• Objectives
1. Decide whether each statement below agrees with the article on state land conservation, answering yes or no and quoting the words from the article that settle it: (a) Florida Forever is a fund that can be used to buy sensitive lands for conservation. (b) The Florida Forever program was extended through the year 2030. (c) Tens of thousands of people chose to live in Florida.
2. Write what comes next in the article on state land conservation, picking up after its last sentence.

Friday, July 2, 2010

STATE GOVERNMENTS TAKE THE LEAD IN LAND CONSERVATION


Everglades National Park


STATE GOVERNMENTS TAKE THE LEAD IN LAND CONSERVATION

By Steve Wright

The tourists and retirees came to Florida in droves, lured by sunny days and year round warmth. Then the young families, military folks, immigrants and frozen northerners came by the millions to stake their Sunshine State claim in the prime of their lives.

The incredible population growth was fueled by people creating new lives in an enchanting land of sparkling waters from the Atlantic Ocean to the Gulf of Mexico, hundreds of miles of pristine sandy coastline, thick citrus groves and dense forest, plus a unique to the world eco system -- a river of grass and gators known as the Everglades.

But when tens of millions of people chose to live in a wild peninsula of a state, the ravenous demand for waterfront condos and inland suburban dwellings creates an inevitable clash between the people and the very environment that enticed them to leave the factories and snow of the north for Florida's natural charms.

To provide a balance, the state created Florida Forever -- a fund that can be used for buying sensitive lands for conservation.

Florida Forever is one of the best-know efforts among states that are putting their land preservation money where their mouth is -- even in tough economic times that are creating billion dollar budget deficits.

Around the nation, state governments are realizing that quality of life requires a delicate balance between land development and land conservation.

And just like they make master plans and budgets for roads, transit, commerce and housing, they are committing large sums of public dollars and government resources toward protecting unique and pristine lands.

The Florida Forever program was recently extended through the year 2020, to provide $300 million per your for land conservation.

• Outline labeling records
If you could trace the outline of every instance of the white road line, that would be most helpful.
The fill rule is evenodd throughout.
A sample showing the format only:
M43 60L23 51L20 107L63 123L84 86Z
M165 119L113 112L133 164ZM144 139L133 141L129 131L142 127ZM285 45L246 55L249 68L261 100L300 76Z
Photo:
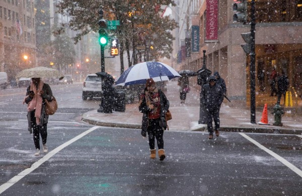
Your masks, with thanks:
M302 177L302 171L301 171L300 169L299 169L295 166L294 166L292 164L290 163L289 162L287 161L284 158L282 158L280 156L276 154L275 152L273 152L271 150L269 150L268 149L266 148L265 147L264 147L262 145L260 144L259 143L257 142L256 140L252 139L251 137L249 137L245 133L239 133L239 134L241 134L241 135L242 135L243 137L245 137L245 138L247 139L248 140L250 141L250 142L251 142L252 143L253 143L253 144L254 144L255 145L257 146L260 149L264 150L265 151L266 151L266 152L267 152L268 153L269 153L269 154L270 154L274 157L276 158L278 160L279 160L280 162L281 162L281 163L284 164L287 167L288 167L289 168L290 168L290 169L293 170L294 172L295 172L296 174L299 175L300 177Z
M60 151L63 148L67 146L68 145L70 145L72 143L75 142L78 139L81 138L84 136L86 135L88 133L94 131L95 129L99 128L100 127L96 126L92 127L90 129L87 130L85 132L83 132L77 136L73 137L72 139L70 140L67 141L66 142L63 143L60 146L57 147L53 150L48 152L44 156L42 157L41 159L39 159L37 161L35 162L30 167L28 168L27 169L24 169L23 171L21 171L18 175L15 175L11 178L9 181L7 182L4 183L2 185L0 186L0 194L4 192L6 189L9 188L10 187L14 185L15 183L17 183L19 180L25 177L26 175L28 174L34 170L38 168L40 165L43 164L44 162L48 160L49 158L51 158L53 155L56 154L57 152Z
M0 113L12 113L12 114L27 114L27 112L0 112ZM76 114L76 113L61 113L56 112L55 114Z

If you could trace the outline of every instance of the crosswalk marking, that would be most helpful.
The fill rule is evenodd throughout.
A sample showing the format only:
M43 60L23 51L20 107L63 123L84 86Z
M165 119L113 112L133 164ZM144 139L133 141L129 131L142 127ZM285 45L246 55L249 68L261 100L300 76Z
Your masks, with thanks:
M287 161L284 158L282 158L280 156L276 154L275 152L273 152L271 150L269 150L269 149L266 148L265 147L264 147L262 145L260 144L259 142L257 142L256 140L252 139L251 137L247 136L246 134L243 133L239 133L239 134L241 134L241 135L242 135L244 137L245 137L248 140L250 141L250 142L251 142L252 143L253 143L253 144L254 144L255 145L257 146L259 148L264 150L265 151L266 151L266 152L267 152L268 153L269 153L269 154L270 154L274 157L276 158L278 160L279 160L280 162L281 162L281 163L284 164L287 167L288 167L289 168L291 169L292 171L293 171L296 174L299 175L300 177L302 177L302 171L301 171L300 169L299 169L295 166L294 166L292 164L290 163L289 162Z

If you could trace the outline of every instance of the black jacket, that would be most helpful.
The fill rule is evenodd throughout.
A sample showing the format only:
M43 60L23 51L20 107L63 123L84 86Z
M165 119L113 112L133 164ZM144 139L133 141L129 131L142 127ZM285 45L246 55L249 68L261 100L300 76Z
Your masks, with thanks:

• Set of answers
1.
(a) Yes: "a fund that can be used for buying sensitive lands for conservation"
(b) No: "The Florida Forever program was recently extended through the year 2020"
(c) No: "tens of millions of people chose to live in a wild peninsula of a state"

2.
"Florida continues to demonstrate a commitment to preserving the natural, cultural and historical resources that make the state so unique," said Michael W. Sole, secretary of the Florida Department of Environmental Protection. "The state Legislature recently extended our most important land conservation tool, the Florida Forever program, another 10 years. Through this program, the
largest in the nation, and its predecessor, more than two million acres of Florida's vital lands, valuable waterways and springs have been preserved, and habitat has been protected for countless numbers of Florida’s natural plant and animal species."

On the other end of the Atlantic coast, Land for Maine's Future (LMF) is a state agency that funds success stories including:

• The Downeast Lakes Forestry Partnership, a project initiated by sporting camp owners, guides and craftsmen who sought to protect the land base that provided for their livelihood. Centered in and around Grand Lake Stream in Downeast Maine, this effort has now conserved more than 342,000 acres. The lakes and rivers that form the core assets of the region are now largely conserved, but lands remain in the traditional development centers for activity that supports the traditional economies of the region.

• The Maine Huts and Trail system, which will eventually connect two of Maine’s premier tourism centers: the Moosehead Lake area to Bethel in western Maine. The trail system not only adds a recreation asset, but also is expected to generate substantial economic activity such as second homes and resorts.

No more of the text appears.